Problem A:
Answer these questions using the text on piles:
(i) What share of the population does it say has symptoms at some point in their lives?
(ii) What daily minimum fiber intake does it recommend for men?
(iii) At least how many glasses of water per day does it advise?
Problem B: Return everything in the text on piles from "Haemorrhoids may occur" down to "or after childbirth.", copied without any change.
Problem C: List every grain that the text on piles names in parentheses as part of wholegrain bread and cereals.

Source document:
- - - - -
Haemorrhoids may occur in any age group but are extremely rare  in children. It is uncommon in individuals below the age of 30, although  women in that age category may develop it during pregnancy or after childbirth. 

Although both sexes are affected, there’s a slightly higher  incidence in men than in women. The occurrence in children is extremely  rare. 10 percent of the population experience symptomatic haemorrhoids  at some point of their lives. It is found to be more prevalent in  urban areas compared to rural and more in those with a higher  socio-economic status, that may be a result of dietary deficiency of  fibre. They are more common in individuals with raised abdominal  pressure (i.e. constipation, pregnancy, obesity).   

This condition has periods of relapse and  spontaneous resolution that may cause delayed presentation for medical  help. Some are reluctant to seek help as they find this condition mortifying. This is a benign disease condition that is often  repressed by the affected, fostering a significant negative impact on  their lives, as it causes constant physical and psychological discomfort,  such as lack of self-esteem and poor educational/work performance. The  pain during defecation makes the individual reluctant to pass stools  that further precipitates the condition. Early detection and treatment  avoids complications and relieves discomfort.   


  • The bleeding should never be underestimated regardless of  the volume, as chronic blood loss with haemorrhoids often gives rise to  iron deficiency anaemia.   
  •     Profuse haemorrhage   
  •     strangulation (cut off of blood supply)   
  •     thrombosis (blood clot)   
  •     ulceration and gangrene (tissue death)   
  •     fibrosis   


 The diagnosis of haemorrhoids is made by a clinician based  on the symptoms and a digital rectal examination findings. In addition a  proctoscopy (the proctoscope is an apparatus that helps view the anal  cavity) is performed. The possibility of colorectal cancer should always  be excluded with performance of a sigmoidoscopy or colonoscopy. A small  percentage of haemorrhoids are associated with colorectal cancer.   

The classification into different degrees helps decide on  the management plan. The initial intervention consists of conservative treatments  for those with first and second degree haemorrhoids. Conservative  measures include adding wholegrain bread and cereals (wheat, oats  barley and rye) , fruits, vegetables, nuts and legumes softens and  increases the bulk of stools allowing easier and less strenuous passage  owing to the high dietary fibre content (A daily minimum of 25g fibre  for women and 38g for men is recommended) An adequate amount of  water (at least 8 glasses per day) complements the high fibre diet. In  addition, stool softeners and bulking agents, evacuation of bowels only  when nature calls and adaptation of defecating positions help  minimize straining. Suppositories and various topical creams may  alleviate symptoms.   

If first and second degree haemorrhoids do not improve with  conservative measures, the surgeon proceeds with other non-operative  interventions such as sclerotherapy injections. For bigger piles,  ‘banding’ is a less common method used. Third and fourth degree piles,  second degree piles that do not respond to non-operative measures,  complicated external piles or severe bleeding causing anaemia require  surgical interventions such as haemorrhoidectomy.   Haemorrhoids are a benign condition resolved with prompt  medical care. It is important to seek help as soon as possible, to nip it in the bud and avoid complications. Since prevention is always better than cure, be mindful to incorporate high dietary fibre in meals, drink  plenty of water, exercise moderately to increase the basal metabolic rate  of the body, avoid prolonged sitting on the toilet and initiate  defecation only when you have the urge and avoid straining.
- - - - -
Records drawn from a dataset:
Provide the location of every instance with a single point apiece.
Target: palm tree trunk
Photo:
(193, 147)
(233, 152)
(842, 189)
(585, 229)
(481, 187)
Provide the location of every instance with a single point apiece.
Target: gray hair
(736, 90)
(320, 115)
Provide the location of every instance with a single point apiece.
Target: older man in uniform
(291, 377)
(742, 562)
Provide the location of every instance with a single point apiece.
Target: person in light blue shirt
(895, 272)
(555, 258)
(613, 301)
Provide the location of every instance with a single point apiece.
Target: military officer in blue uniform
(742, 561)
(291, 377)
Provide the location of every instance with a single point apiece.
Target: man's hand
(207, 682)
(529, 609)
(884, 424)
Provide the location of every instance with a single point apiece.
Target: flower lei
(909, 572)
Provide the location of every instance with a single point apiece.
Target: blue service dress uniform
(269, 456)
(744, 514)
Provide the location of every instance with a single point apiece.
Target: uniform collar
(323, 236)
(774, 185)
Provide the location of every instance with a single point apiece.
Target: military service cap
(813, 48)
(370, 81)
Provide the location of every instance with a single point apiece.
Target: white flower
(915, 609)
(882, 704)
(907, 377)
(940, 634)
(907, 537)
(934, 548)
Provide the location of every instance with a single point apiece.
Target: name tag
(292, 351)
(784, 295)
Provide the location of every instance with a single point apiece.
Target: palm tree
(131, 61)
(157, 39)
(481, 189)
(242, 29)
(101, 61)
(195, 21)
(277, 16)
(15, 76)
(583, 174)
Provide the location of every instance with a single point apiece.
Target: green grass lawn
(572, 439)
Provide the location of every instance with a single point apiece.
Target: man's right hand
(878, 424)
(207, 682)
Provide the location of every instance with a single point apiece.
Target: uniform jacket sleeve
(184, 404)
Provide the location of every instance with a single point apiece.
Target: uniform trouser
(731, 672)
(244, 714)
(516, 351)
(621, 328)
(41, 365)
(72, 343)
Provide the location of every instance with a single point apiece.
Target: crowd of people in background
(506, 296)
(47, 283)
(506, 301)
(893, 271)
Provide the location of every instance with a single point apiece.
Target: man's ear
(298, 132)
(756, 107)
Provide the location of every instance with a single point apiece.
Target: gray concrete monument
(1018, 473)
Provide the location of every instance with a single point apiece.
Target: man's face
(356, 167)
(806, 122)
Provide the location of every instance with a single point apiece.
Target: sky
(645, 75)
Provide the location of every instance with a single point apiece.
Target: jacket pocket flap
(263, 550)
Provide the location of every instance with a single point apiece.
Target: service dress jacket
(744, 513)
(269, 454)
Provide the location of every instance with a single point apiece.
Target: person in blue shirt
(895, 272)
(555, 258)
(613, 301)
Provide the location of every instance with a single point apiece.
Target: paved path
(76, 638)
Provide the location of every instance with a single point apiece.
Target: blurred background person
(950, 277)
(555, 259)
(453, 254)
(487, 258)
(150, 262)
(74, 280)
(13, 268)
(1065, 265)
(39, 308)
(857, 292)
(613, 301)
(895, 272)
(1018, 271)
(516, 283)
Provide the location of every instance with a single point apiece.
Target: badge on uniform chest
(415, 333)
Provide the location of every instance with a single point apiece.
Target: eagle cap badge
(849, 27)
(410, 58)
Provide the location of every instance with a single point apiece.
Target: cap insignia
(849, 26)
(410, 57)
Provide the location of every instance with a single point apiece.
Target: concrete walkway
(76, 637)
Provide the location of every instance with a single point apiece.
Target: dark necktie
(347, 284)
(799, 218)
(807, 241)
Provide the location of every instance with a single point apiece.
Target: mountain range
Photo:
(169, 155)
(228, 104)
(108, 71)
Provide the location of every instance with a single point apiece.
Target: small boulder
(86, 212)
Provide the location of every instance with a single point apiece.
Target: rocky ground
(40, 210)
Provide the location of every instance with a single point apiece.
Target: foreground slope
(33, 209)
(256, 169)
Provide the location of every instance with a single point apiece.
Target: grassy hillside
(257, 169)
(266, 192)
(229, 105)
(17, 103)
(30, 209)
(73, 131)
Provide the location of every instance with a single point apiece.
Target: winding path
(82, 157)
- - - - -
Your response A:
(i) 10 percent
(ii) 38g
(iii) 8 glasses

Your response B:
Haemorrhoids may occur in any age group but are extremely rare  in children. It is uncommon in individuals below the age of 30, although  women in that age category may develop it during pregnancy or after childbirth.

Your response C: wheat, oats, barley, rye